Neural Networks and Laser Experiments

Andrew Graves - Advisor: Dr. Scott Feister

COMP 499, Section 7

🔗 Important Links: Capstone Poster, Youtube Video, Code / Github

Introduction

When conducting bleeding-edge experiments, physicists are usually given two options to get experimental data. They can opt to run a full-fledged experiment where the entire environment is painstakingly set up to the degree of accuracy that is required to make valuable observations, or they run the experiment in a simulated environment where the physical world is modeled by a computer.

The former situation requires a lot of maintenance time as a crew needs to set up, tear-down or reconfigure their environment after every "fire" of the system. Even the actual experiment can be costly, as these high-powered lasers require a lot of energy and need to go through their own maintenance cycles. The latter option of running a full world simulation seems like it would be a better option, as it eliminates the tedium of having to set up a physical environment. However, recreating the physical environment with all of its quirks is not only extremely computationally intensive, but also is very difficult. As we have yet to explain every phenomenon in physics, there is always the possibility that a detail from experimentation simply will not be produced in a simulation, especially as these experiments are usually operating on the atomic and subatomic scale. However, there is another option that seems to have some promising results.

This other option involves the use of a neural network. The idea here is that we would start with experimental data to train this network, and it would be able to, given input conditions, predict the output values. This is the option that I choose to explore with my capstone. Working with Dr. Feister and some of his fellow researchers at Ohio State University, I attempted to devise not only a method of predicting environmental outputs given environmental inputs, but I also sought to flip that on its head and devise a system to predict input variables given an output. This second part turned out to be challenging, as I will elaborate on later in this poster.

The main purpose of this project was to attempt to reduce the time and energy required to predict the outcomes of novel experiments and possibly the possible inputs required to generate a desired output.

Dataset rows
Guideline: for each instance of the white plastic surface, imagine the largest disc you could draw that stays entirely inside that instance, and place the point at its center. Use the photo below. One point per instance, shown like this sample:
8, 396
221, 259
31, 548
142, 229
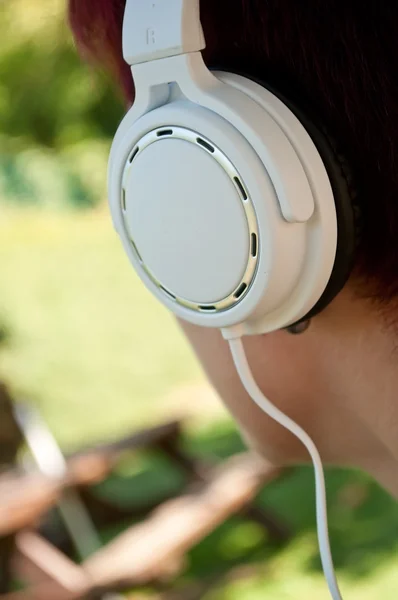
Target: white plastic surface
154, 29
177, 200
296, 259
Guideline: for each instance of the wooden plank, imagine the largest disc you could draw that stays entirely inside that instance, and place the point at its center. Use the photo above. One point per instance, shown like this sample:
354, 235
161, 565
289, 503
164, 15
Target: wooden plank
37, 562
25, 498
155, 548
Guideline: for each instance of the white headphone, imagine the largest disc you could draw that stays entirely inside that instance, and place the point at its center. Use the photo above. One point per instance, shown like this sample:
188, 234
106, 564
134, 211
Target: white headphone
235, 212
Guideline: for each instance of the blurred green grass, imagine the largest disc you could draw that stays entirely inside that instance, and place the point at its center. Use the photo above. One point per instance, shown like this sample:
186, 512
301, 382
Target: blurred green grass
99, 357
87, 343
83, 340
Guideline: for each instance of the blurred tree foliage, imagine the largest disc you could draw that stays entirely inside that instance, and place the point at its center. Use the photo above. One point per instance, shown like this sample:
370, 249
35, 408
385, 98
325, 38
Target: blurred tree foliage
57, 115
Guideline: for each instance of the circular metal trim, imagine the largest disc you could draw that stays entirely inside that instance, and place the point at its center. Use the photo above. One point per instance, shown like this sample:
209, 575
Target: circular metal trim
206, 145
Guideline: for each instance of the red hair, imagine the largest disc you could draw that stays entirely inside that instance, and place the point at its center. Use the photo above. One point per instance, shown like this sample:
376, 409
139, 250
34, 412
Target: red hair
338, 59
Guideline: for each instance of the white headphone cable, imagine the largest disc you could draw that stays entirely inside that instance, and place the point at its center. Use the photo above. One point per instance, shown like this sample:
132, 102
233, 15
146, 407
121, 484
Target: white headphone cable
248, 381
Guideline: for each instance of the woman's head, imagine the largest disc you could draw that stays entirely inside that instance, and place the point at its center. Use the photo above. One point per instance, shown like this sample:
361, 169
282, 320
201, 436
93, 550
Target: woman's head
339, 63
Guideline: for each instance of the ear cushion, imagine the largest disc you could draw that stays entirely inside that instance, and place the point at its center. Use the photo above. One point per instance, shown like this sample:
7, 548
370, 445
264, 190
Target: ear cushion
345, 197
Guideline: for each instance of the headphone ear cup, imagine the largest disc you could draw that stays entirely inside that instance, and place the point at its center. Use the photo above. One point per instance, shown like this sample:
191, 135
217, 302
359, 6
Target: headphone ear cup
345, 196
347, 211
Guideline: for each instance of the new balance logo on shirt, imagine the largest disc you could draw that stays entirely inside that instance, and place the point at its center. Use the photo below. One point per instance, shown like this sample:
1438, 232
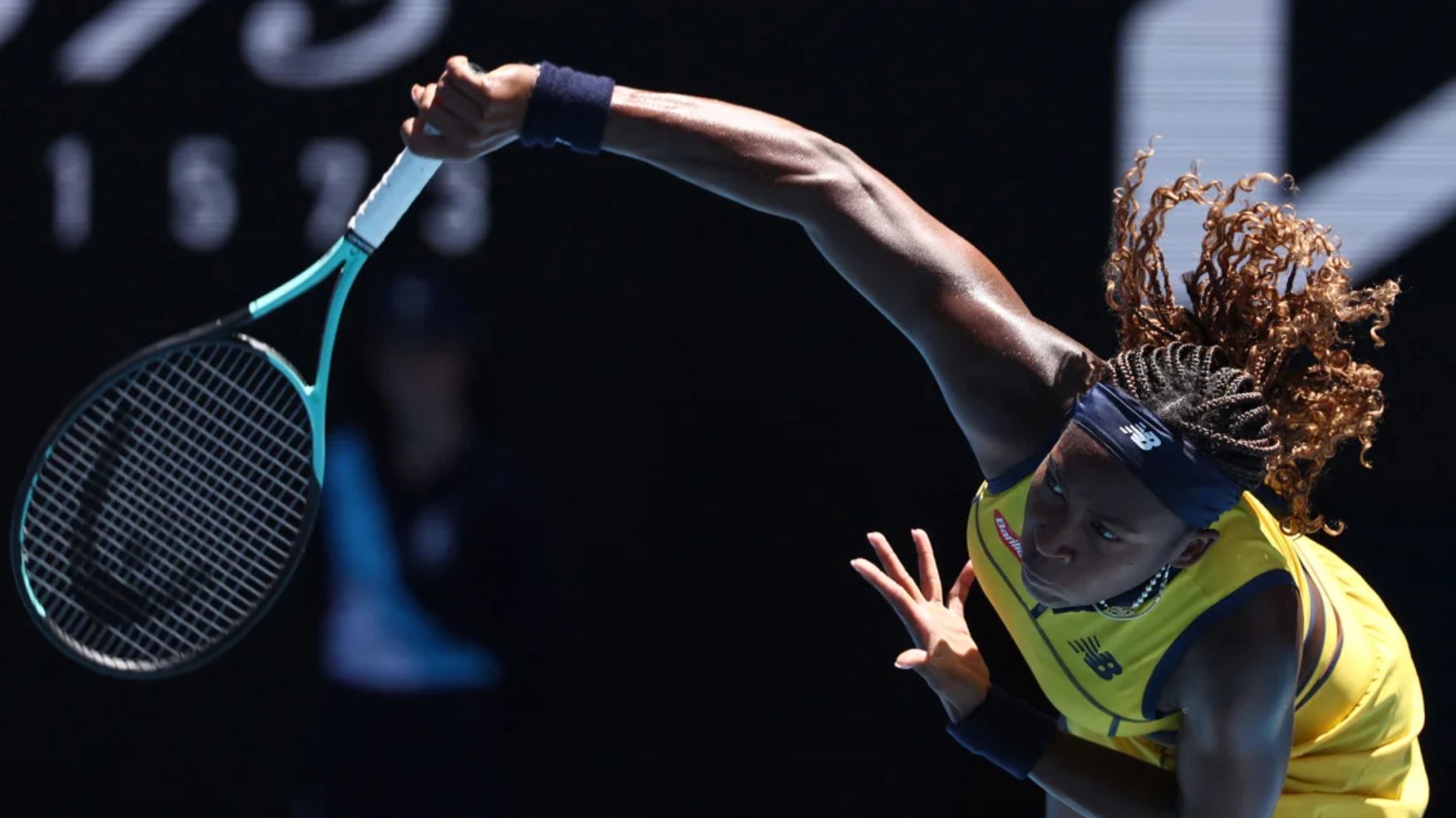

● JOB:
Please duplicate the stretch from "COMP 499, Section" through "by a computer." in the writeup on neural networks and laser experiments, word for word.

● RESPONSE:
COMP 499, Section 7

🔗 Important Links: Capstone Poster, Youtube Video, Code / Github

Introduction

When conducting bleeding-edge experiments, physicists are usually given two options to get experimental data. They can opt to run a full-fledged experiment where the entire environment is painstakingly set up to the degree of accuracy that is required to make valuable observations, or they run the experiment in a simulated environment where the physical world is modeled by a computer.